3. Modeling of Trajectory Clustering Problem

This section will introduce relevant definitions, such as trajectory similarity and feature embedded representation, and model the trajectory clustering problem.

3.1. Definition

Definition 1.

Ship Trajectory: A ship trajectory is defined as a time series of multiple trajectory points. A trajectory of length L can be expressed as $T_i=\left\{p_1,p_2, \cdots ,p_L\right\}$. For non-cooperative ship trajectories, each trajectory point typically includes only timestamp (Time), longitude (lon), latitude (lat), speed over ground (SOG), and course over ground (COG) [31]. The original information of the t-th trajectory point can be represented by a quintuple: $p_t=\left\{Tim{e}_t,lo{n}_t,la{t}_t,SO{G}_t,CO{G}_t\right\}$. The trajectory set is denoted as $\chi =\left\{T_1,T_2,\dots T_N\right\}$, where N is the number of trajectories.

■ Written problem ■
Transcribe the ship trajectory text between "3. Modeling of" and "number of trajectories.", inclusive. Rely only on the ship trajectory text for what follows.

■ Dataset content ■

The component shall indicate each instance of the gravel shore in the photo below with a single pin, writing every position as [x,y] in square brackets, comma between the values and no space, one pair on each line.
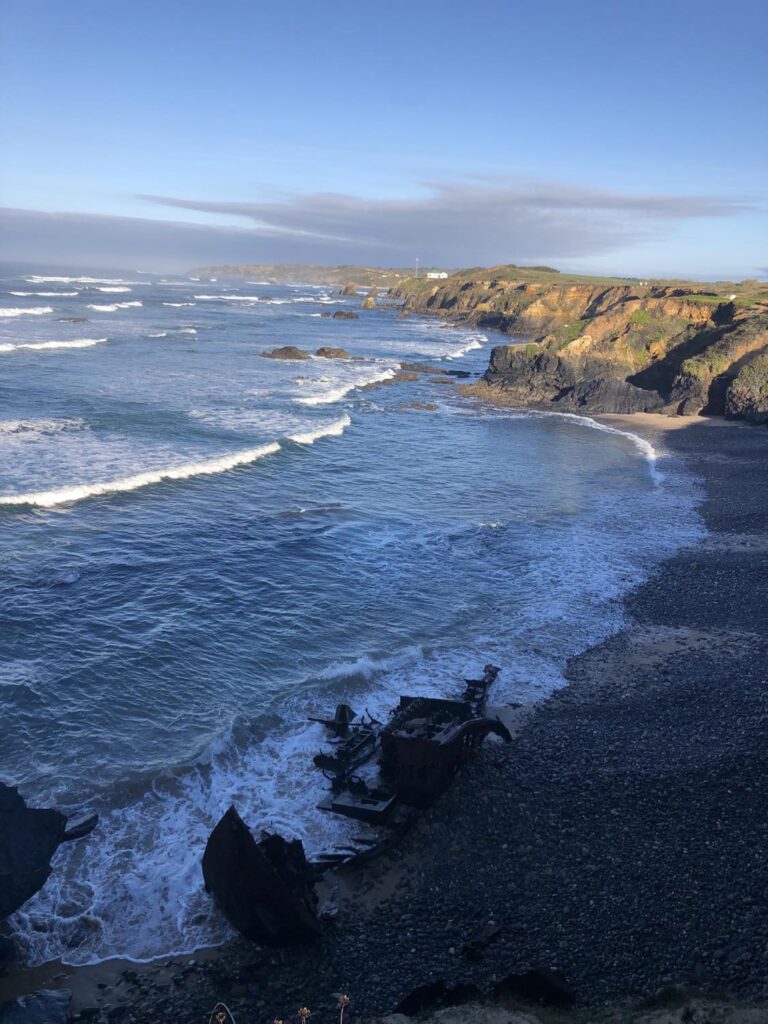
[622,838]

■ Expected output ■
3. Modeling of Trajectory Clustering Problem

This section will introduce relevant definitions, such as trajectory similarity and feature embedded representation, and model the trajectory clustering problem.

3.1. Definition

Definition 1.

Ship Trajectory: A ship trajectory is defined as a time series of multiple trajectory points. A trajectory of length L can be expressed as $T_i=\left\{p_1,p_2, \cdots ,p_L\right\}$. For non-cooperative ship trajectories, each trajectory point typically includes only timestamp (Time), longitude (lon), latitude (lat), speed over ground (SOG), and course over ground (COG) [31]. The original information of the t-th trajectory point can be represented by a quintuple: $p_t=\left\{Tim{e}_t,lo{n}_t,la{t}_t,SO{G}_t,CO{G}_t\right\}$. The trajectory set is denoted as $\chi =\left\{T_1,T_2,\dots T_N\right\}$, where N is the number of trajectories.